▶ **Texte**:
- - - - - - -

Il est de mode, à notre époque, d’exalter le travail, quel qu’il soit et de quelque façon qu’il soit accompli, comme s’il avait une valeur éminente par lui-même et indépendamment de toute considération d’un autre ordre ; c’est là le sujet d’innombrables déclamations aussi vides que pompeuses, et cela non seulement dans le monde profane, mais même, ce qui est plus grave, dans les organisations initiatiques qui subsistent en Occident. Il est facile de comprendre que cette façon d’envisager les choses se rattache directement au besoin exagéré d’action qui est caractéristique des Occidentaux modernes ; en effet, le travail, du moins quand il est considéré ainsi, n’est évidemment pas autre chose qu’une forme de l’action, et une forme à laquelle, d’autre part, le préjugé « moraliste » engage a attribuer encore plus d’importance qu’à toute autre, parce que c’est celle qui se prête le mieux à être présentée comme constituant un « devoir » pour l’homme et comme contribuant à assurer sa « dignité ». Il s’y ajoute même le plus souvent une intention nettement antitraditionnelle, celle de déprécier la contemplation, qu’on affecte d’assimiler à l’« oisiveté », alors que, tout au contraire, elle est en réalité la plus haute activité concevable, et que d’ailleurs l’action séparée de la contemplation ne peut être qu’aveugle et désordonnée. Tout cela ne s’explique que trop facilement de la part d’hommes qui déclarent, et sans doute sincèrement, que « leur bonheur consiste dans l’action même », nous dirions volontiers dans l’agitation, car, lorsque l’action est prise ainsi pour une fin en elle-même, et quels que soient les prétextes « moralistes » qu’on invoquera pour la justifier, elle n’est véritablement rien de plus que cela.

- - - - - - -

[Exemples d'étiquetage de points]
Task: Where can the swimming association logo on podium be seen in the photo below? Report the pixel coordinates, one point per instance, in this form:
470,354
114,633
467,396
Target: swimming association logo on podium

- - - - - - -

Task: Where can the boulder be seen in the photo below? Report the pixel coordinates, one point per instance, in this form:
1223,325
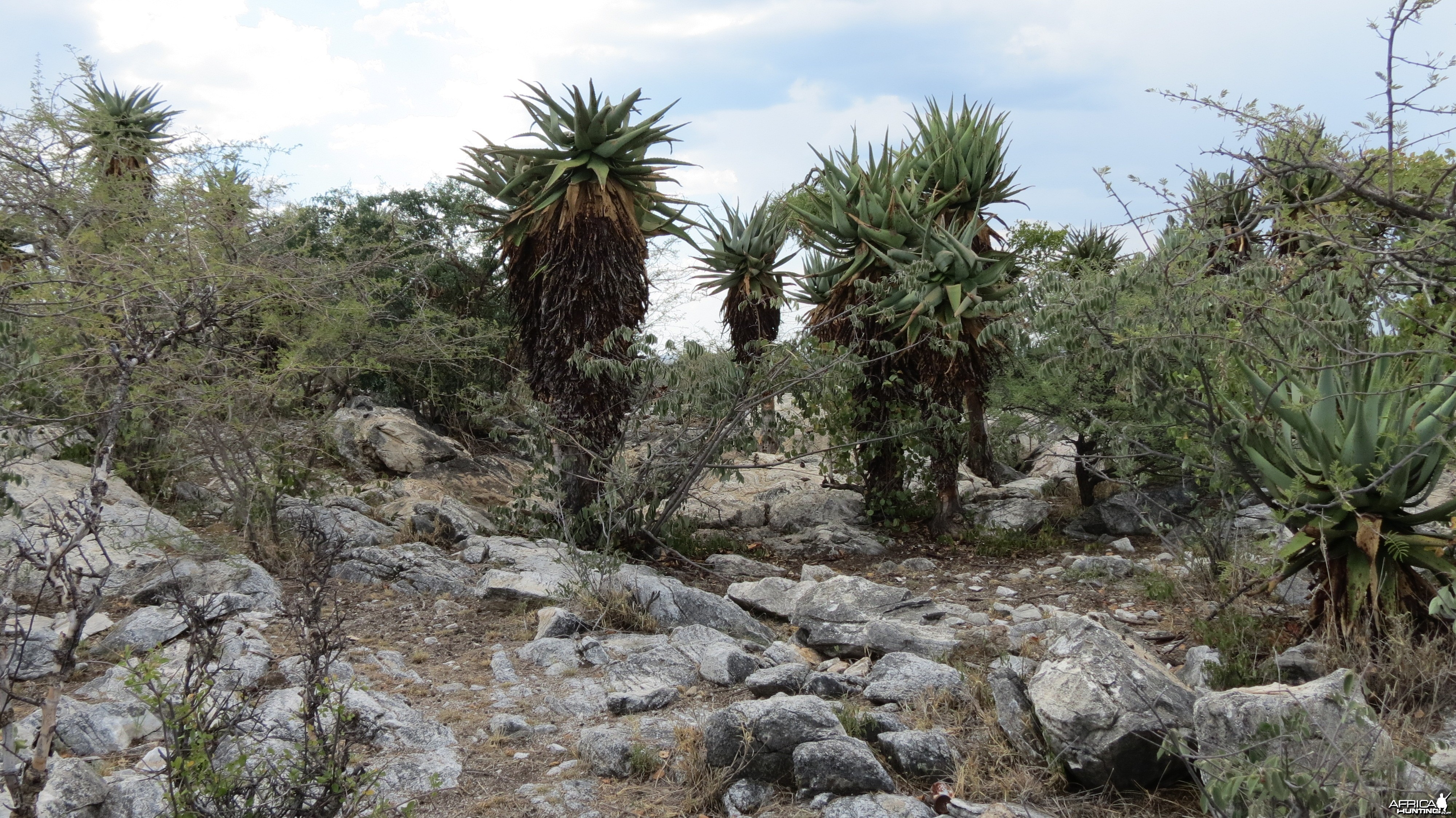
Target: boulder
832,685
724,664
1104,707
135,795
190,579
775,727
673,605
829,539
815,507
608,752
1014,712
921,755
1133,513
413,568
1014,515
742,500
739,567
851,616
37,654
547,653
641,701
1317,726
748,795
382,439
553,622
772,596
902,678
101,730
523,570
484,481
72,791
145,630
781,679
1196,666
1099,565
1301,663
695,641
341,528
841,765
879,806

- - - - - - -

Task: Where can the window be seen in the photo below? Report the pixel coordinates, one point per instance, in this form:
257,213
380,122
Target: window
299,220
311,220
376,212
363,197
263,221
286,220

- - - - - - -

▶ **Énoncé**:
Répondez aux questions suivantes à partir du texte sur l'exaltation du travail.
1. À quel besoin cette façon d'envisager le travail se rattache-t-elle directement ?
2. À quoi affecte-t-on d'assimiler la contemplation ?
3. Que peut seulement être l'action séparée de la contemplation ?
Les enregistrements forment un matériau indépendant du texte.

▶ **Corrigé**:
1. Elle se rattache au besoin exagéré d'action, caractéristique des Occidentaux modernes.
2. On affecte de l'assimiler à l'« oisiveté ».
3. Elle ne peut être qu'aveugle et désordonnée.